◆ **RECORDS SHOWN**
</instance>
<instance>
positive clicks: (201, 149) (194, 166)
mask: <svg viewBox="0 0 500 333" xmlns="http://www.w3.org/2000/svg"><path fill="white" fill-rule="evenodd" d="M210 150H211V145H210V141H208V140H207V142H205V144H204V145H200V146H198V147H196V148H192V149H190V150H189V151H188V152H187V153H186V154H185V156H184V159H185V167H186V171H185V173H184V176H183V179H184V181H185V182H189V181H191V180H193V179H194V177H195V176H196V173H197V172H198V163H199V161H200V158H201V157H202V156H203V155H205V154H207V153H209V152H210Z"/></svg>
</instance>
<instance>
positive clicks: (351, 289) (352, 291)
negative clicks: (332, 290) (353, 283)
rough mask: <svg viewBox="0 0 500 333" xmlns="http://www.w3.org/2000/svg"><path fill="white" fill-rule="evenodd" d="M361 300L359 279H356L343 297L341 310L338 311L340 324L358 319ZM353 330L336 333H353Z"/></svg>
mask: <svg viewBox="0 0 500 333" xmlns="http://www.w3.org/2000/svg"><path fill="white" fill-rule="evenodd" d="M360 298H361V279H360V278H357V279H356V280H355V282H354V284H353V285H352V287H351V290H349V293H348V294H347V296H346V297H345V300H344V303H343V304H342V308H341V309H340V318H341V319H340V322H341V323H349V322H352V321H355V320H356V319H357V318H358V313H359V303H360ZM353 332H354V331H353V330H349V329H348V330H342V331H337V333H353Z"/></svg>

◆ **AIM OF THE EXERCISE**
Write out an exact copy of every record shown above.

◆ **PROBLEM SOLUTION**
</instance>
<instance>
positive clicks: (201, 149) (194, 166)
mask: <svg viewBox="0 0 500 333" xmlns="http://www.w3.org/2000/svg"><path fill="white" fill-rule="evenodd" d="M210 150H211V145H210V141H208V140H207V142H205V144H204V145H200V146H198V147H196V148H192V149H190V150H189V151H188V152H187V153H186V154H185V156H184V159H185V167H186V171H185V173H184V176H183V179H184V181H185V182H189V181H191V180H193V179H194V177H195V176H196V173H197V172H198V163H199V161H200V158H201V157H202V156H203V155H205V154H207V153H209V152H210Z"/></svg>
</instance>
<instance>
positive clicks: (351, 289) (352, 291)
negative clicks: (332, 290) (353, 283)
rough mask: <svg viewBox="0 0 500 333" xmlns="http://www.w3.org/2000/svg"><path fill="white" fill-rule="evenodd" d="M361 300L359 279H356L343 297L341 310L338 311L340 324L358 319ZM353 330L336 333H353Z"/></svg>
mask: <svg viewBox="0 0 500 333" xmlns="http://www.w3.org/2000/svg"><path fill="white" fill-rule="evenodd" d="M360 298H361V279H360V278H357V279H356V280H355V282H354V284H353V285H352V287H351V290H349V293H348V294H347V296H346V297H345V300H344V303H343V304H342V308H341V309H340V318H341V319H340V322H341V323H349V322H352V321H355V320H356V319H357V318H358V313H359V303H360ZM353 332H354V331H353V330H349V329H348V330H342V331H337V333H353Z"/></svg>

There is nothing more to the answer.